**Task set:**
1 - Quote the winter post word for word, from "Awe, shucks …" up to and including "like demented penguins.".
2 - In the winter post, which creek did the German ditch draw its water from?

Awe, shucks …

Guest Post by Willis Eschenbach

Wintertime was magic when I was a kid. When the snow came, it transformed our world. It turned the forest that surrounded our ranch into an infinity of marvels, mysteries and delights. We could track the animals and follow their secret ways. We didn’t get a lot of snow, most years there wasn’t enough to dig tunnels even for kids on their stomachs. Every few years, though, we’d get two or three feet of snow that would stick. Then we would build the tunnels, sliding and pulling ourselves through them on our stomachs like demented penguins.

What I remember most about those snow tunnels was the color. It was an icy blue that only lived one place in my experience, in the snow tunnels. That color had a strange fascination for me, it was a source of some strange wintry warmth that could only be produced by the weather. Nothing else on my planet had that same color, nowhere was there that same icy blue as the snow tunnels. Even today, I get the shivers thinking of it.

ice marbles 1

SOURCE

Over at Judith Curry’s excellent and perennially interesting blog, there’s a discussion about what makes for a good scientist. One thing that has always pushed me to search for scientific explanations has been my never-ending awe at the size and the power and the endless varieties of weather around the world. I always find myself asking, how do they do that? What mechanisms explain that? How is that possible?

One of my first experiences of this kind of awe was at something I’ve never seen described anywhere since. That’s what got me thinking about the winter.

Near where I grew up, there was something called the “German ditch”, which exists to this day. It was dug by hand, maybe around the turn of the last century, by the early German immigrants. It brought water from a noble watercourse yclept “Atkins Creek” to a whole string of ranches along the lower hillsides. It was maintained by the collective labor of those who benefitted from the water, on the eponymously named “Ditch Day” which occurred once a year, or more as necessary. It picked off water from the creek and brought it in the ditch, which up at the head was maybe three feet wide and two feet deep (.9 m x .6 m), for some miles along the ridge.

Along the way, there was another creek that the German ditch had to cross over. It was spanned by a wooden framework holding up a wooden channel of about the same dimensions as the ditch. It was a lovely piece of work, all hand-done back in the day, with notches and mortice-and-tenon joints in the framework. At places, it was maybe twenty feet (6m) down to the creek below.

And of course, it leaked some. Not a lot, it was kept up, but some, as such wooden sluices are wont to do. Now, I used to like to walk the forest when I was a kid. And so on one very, very cold winter morning, somehow I ended some miles from home, up at the wooden aqueduct where the German ditch was dripping water. I had to walk through new snow to get there, and everywhere I looked it was that blinding white. Dark glasses? We’d never heard of them.

When I got there, I looked around. Where the sun was striking at the bottom of the framework holding up the aqueduct, I saw the most astounding, coruscating, vibrant, refulgent, wildly alive rainbow of light and color I had encountered in my young life. It was like the illustrations of the pirates’ chests in the books I loved to read, chests full of real jewels, gems I’d never seen with names like rubies and emeralds and sapphires, with light that comes blazing out in all colors when you lift up the lid of the chest. But this was for real! I was stunned. I remember just standing there, entranced, amazed that nature could be so full of wonders.

**Stored rows:**
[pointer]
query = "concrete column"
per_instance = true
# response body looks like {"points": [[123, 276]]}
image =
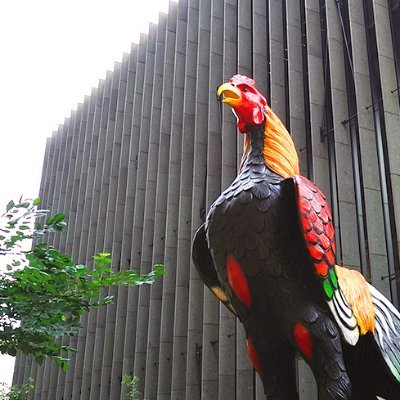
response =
{"points": [[195, 353], [72, 247], [391, 115], [179, 361], [83, 179], [347, 235], [86, 341], [128, 228], [167, 207], [122, 263], [148, 160], [107, 126], [277, 55], [110, 226], [377, 254], [210, 350], [87, 248], [227, 321]]}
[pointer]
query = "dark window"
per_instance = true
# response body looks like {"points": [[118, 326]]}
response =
{"points": [[383, 160], [327, 132], [306, 92]]}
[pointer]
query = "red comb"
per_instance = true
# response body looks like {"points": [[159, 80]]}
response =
{"points": [[240, 79]]}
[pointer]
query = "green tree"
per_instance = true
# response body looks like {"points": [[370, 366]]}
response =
{"points": [[131, 383], [43, 293], [16, 392]]}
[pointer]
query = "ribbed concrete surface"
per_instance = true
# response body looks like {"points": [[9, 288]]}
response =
{"points": [[138, 163]]}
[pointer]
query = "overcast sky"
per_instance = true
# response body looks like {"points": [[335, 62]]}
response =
{"points": [[52, 53]]}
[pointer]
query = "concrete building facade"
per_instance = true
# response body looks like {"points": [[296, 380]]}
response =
{"points": [[137, 164]]}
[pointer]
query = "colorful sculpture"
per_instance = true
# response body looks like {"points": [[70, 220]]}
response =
{"points": [[267, 251]]}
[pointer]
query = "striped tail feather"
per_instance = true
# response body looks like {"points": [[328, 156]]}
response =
{"points": [[387, 330]]}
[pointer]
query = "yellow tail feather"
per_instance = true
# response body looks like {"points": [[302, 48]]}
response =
{"points": [[356, 291]]}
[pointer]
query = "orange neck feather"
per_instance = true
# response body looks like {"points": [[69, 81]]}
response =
{"points": [[280, 154]]}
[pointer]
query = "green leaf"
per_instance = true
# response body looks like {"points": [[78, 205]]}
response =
{"points": [[58, 218], [10, 205]]}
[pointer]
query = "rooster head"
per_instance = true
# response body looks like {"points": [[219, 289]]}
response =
{"points": [[247, 103]]}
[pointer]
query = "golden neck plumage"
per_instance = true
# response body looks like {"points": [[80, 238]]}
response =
{"points": [[280, 154]]}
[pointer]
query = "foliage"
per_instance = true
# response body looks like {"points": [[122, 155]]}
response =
{"points": [[44, 293], [131, 383], [16, 392]]}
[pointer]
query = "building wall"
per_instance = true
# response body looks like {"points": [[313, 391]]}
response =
{"points": [[136, 166]]}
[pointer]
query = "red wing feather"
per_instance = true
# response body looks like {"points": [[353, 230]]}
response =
{"points": [[316, 221]]}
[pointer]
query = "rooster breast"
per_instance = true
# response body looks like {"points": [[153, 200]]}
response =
{"points": [[253, 222]]}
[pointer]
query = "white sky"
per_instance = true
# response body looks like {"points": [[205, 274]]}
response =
{"points": [[52, 52]]}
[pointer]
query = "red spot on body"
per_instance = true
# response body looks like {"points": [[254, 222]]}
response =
{"points": [[237, 280], [305, 206], [254, 358], [316, 252], [319, 227], [312, 217], [325, 242], [306, 224], [303, 340], [324, 216], [321, 268], [330, 257], [316, 205], [312, 237]]}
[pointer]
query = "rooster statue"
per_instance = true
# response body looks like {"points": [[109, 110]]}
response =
{"points": [[267, 251]]}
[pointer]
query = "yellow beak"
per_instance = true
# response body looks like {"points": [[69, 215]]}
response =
{"points": [[231, 94]]}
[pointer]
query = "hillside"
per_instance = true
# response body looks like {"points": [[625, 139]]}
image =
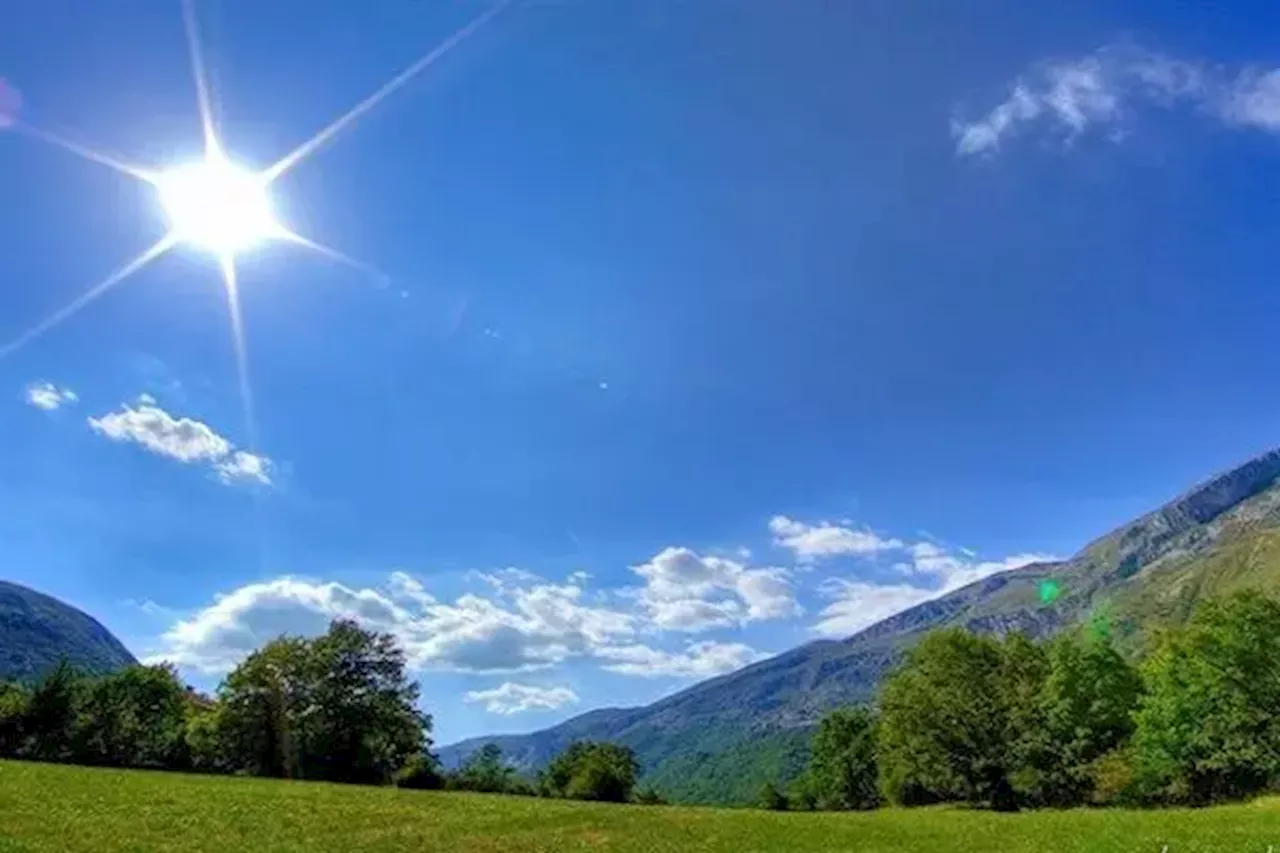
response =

**Replies:**
1 -
Awe, shucks …

Guest Post by Willis Eschenbach

Wintertime was magic when I was a kid. When the snow came, it transformed our world. It turned the forest that surrounded our ranch into an infinity of marvels, mysteries and delights. We could track the animals and follow their secret ways. We didn’t get a lot of snow, most years there wasn’t enough to dig tunnels even for kids on their stomachs. Every few years, though, we’d get two or three feet of snow that would stick. Then we would build the tunnels, sliding and pulling ourselves through them on our stomachs like demented penguins.

2 - Atkins Creek